Records of point annotations
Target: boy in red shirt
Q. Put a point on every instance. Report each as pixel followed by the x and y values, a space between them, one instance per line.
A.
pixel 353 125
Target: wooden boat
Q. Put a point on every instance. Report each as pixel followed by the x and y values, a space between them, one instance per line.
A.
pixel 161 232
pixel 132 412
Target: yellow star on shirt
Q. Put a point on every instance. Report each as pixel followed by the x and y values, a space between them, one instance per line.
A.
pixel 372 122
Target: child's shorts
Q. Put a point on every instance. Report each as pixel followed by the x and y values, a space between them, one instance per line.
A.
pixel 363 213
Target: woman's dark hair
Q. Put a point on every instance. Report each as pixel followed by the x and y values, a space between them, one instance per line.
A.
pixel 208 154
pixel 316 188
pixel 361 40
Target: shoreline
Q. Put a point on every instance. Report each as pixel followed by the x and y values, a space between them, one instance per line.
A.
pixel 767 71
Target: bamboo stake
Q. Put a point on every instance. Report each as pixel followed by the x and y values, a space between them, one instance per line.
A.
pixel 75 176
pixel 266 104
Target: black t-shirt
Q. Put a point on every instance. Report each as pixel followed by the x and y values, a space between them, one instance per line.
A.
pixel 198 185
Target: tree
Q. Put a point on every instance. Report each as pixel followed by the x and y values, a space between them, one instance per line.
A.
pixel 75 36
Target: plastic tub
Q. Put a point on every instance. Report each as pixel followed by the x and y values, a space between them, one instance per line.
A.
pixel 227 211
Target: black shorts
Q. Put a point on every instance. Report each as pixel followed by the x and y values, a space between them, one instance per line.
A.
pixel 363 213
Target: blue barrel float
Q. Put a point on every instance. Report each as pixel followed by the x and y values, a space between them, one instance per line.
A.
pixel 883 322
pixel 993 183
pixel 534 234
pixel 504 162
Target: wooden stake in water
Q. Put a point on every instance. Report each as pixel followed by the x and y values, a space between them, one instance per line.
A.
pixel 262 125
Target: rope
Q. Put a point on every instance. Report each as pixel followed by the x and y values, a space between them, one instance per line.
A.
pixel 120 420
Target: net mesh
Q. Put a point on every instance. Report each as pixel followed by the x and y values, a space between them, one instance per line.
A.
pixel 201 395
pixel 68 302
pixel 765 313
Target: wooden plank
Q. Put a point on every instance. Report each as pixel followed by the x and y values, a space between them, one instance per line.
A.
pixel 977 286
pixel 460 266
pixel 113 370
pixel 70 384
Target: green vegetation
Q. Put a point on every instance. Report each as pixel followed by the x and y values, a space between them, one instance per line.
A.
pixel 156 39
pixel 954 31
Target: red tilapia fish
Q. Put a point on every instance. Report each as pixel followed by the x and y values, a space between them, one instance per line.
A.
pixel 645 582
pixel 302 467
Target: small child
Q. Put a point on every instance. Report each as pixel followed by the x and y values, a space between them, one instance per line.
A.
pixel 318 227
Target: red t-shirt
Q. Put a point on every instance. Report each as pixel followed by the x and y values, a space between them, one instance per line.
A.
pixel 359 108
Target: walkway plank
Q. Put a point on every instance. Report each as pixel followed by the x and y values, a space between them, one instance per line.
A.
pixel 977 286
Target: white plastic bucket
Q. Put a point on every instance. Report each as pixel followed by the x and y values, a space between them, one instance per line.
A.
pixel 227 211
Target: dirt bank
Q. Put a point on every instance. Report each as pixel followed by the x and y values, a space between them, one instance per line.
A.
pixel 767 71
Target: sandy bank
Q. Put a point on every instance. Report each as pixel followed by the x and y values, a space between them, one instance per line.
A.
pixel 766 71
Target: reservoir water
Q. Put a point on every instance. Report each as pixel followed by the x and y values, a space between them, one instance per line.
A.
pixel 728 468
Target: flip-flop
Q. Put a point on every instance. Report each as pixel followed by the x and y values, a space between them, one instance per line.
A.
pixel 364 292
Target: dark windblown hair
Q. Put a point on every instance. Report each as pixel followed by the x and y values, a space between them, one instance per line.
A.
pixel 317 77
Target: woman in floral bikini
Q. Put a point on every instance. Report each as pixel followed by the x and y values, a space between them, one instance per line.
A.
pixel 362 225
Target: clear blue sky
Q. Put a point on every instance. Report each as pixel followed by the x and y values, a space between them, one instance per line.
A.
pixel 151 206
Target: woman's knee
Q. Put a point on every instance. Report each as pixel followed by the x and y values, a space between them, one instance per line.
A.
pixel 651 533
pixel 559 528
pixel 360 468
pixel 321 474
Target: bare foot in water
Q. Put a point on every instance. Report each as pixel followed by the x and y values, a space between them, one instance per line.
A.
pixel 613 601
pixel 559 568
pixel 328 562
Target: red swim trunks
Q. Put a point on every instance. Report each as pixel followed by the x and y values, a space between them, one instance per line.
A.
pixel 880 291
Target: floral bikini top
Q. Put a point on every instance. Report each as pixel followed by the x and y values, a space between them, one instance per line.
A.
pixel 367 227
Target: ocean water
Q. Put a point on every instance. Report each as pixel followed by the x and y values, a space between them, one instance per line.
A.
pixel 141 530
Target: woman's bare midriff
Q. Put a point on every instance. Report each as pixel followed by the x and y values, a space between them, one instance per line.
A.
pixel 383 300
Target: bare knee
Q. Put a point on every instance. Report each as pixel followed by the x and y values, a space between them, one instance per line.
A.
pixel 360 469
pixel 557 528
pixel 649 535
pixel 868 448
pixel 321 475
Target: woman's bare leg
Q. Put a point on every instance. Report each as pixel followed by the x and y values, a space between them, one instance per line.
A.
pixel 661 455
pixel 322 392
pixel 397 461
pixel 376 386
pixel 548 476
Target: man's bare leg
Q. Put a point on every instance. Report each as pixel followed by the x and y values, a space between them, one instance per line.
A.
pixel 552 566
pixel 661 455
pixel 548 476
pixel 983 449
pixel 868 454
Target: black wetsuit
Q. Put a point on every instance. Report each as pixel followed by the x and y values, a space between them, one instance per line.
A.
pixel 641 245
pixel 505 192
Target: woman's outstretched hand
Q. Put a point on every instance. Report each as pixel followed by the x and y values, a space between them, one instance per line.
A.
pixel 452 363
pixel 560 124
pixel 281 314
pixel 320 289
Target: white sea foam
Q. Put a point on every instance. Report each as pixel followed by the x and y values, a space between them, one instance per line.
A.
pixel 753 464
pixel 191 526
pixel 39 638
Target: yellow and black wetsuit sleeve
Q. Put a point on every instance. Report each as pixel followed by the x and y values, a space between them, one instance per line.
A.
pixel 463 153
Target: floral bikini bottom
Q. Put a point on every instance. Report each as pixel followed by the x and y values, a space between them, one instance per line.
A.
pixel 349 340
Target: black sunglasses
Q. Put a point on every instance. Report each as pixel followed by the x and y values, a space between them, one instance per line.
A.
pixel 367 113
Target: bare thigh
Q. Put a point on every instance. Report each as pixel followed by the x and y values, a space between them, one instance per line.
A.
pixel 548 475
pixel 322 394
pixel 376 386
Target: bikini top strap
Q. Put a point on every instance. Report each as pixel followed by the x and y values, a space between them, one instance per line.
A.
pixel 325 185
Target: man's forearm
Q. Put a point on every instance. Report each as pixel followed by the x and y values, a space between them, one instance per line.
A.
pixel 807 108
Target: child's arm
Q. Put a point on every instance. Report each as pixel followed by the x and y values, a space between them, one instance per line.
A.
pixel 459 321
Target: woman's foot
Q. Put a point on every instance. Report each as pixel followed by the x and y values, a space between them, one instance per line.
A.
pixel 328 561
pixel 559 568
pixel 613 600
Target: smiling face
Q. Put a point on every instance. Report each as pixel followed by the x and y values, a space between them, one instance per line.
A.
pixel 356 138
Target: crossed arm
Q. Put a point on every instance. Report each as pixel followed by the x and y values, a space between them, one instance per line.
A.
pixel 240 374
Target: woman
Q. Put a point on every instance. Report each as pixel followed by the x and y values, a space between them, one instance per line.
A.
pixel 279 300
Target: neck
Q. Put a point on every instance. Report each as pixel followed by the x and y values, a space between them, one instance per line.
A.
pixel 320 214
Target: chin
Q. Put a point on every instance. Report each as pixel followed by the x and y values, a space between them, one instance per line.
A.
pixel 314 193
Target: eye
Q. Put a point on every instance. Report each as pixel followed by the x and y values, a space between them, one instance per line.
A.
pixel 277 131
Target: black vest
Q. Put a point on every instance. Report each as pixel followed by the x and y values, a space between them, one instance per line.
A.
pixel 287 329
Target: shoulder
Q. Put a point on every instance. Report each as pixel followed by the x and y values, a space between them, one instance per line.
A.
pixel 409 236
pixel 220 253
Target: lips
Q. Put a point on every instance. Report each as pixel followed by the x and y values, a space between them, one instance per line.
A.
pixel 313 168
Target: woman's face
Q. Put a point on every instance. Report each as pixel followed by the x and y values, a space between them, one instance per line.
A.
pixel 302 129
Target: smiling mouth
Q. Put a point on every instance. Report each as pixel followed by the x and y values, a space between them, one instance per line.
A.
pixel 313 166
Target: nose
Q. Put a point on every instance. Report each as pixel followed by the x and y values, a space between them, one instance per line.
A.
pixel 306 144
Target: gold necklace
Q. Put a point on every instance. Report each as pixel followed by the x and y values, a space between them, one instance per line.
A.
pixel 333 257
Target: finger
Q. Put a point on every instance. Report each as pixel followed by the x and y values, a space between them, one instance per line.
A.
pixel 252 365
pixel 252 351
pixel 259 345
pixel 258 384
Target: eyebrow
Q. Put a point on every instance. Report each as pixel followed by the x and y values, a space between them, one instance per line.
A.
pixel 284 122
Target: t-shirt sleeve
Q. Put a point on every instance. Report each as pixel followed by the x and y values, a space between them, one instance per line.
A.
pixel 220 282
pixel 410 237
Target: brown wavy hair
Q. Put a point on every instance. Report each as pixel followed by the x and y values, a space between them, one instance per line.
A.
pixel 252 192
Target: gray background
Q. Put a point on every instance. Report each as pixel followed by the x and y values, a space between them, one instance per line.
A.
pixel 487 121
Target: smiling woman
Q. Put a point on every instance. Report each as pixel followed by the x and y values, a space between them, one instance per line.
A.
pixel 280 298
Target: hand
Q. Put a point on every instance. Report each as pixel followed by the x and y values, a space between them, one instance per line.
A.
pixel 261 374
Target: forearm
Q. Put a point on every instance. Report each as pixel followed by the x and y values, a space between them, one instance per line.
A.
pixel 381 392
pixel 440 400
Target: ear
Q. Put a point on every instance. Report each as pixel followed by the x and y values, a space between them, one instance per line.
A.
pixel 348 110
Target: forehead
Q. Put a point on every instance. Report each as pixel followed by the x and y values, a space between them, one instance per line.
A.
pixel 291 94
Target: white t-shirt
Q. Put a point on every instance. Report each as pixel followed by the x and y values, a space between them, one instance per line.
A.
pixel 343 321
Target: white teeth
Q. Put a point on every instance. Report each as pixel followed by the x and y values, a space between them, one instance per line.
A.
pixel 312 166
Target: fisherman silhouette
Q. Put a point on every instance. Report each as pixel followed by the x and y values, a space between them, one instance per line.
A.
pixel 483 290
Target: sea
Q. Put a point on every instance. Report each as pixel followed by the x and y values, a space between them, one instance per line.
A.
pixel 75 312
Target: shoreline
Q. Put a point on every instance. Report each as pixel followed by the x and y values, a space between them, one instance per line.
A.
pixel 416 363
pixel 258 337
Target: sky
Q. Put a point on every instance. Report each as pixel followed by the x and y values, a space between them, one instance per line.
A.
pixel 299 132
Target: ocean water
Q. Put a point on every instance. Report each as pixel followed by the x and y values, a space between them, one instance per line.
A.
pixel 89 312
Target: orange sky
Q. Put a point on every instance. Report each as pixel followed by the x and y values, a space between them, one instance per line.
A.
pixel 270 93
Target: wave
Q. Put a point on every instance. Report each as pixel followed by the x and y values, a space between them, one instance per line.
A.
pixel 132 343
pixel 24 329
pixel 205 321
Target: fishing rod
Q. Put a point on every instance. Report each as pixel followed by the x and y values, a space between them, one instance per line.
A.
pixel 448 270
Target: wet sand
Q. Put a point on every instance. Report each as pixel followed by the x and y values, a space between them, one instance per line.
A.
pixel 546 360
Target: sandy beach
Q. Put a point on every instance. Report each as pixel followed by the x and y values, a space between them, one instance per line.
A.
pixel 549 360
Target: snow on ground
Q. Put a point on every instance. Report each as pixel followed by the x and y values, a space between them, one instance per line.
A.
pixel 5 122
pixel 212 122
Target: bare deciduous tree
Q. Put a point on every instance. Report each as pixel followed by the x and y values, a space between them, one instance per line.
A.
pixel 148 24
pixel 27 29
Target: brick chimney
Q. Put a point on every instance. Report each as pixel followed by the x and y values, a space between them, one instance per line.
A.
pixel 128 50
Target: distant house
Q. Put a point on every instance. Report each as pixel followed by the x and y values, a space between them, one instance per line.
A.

Instruction: Shift every coordinate in the answers up by 106 and give the lines again, requests included, starting at the line containing "Target: chin" and ending at the line containing "pixel 277 131".

Result below:
Target: chin
Q. Put a point on every instance. Report each as pixel followed by the x and y values, a space between them, one instance per line.
A.
pixel 420 299
Target: eye
Q. Put a point on every instance. Report each as pixel followed by the x and y values, a space between them, one instance per line.
A.
pixel 383 237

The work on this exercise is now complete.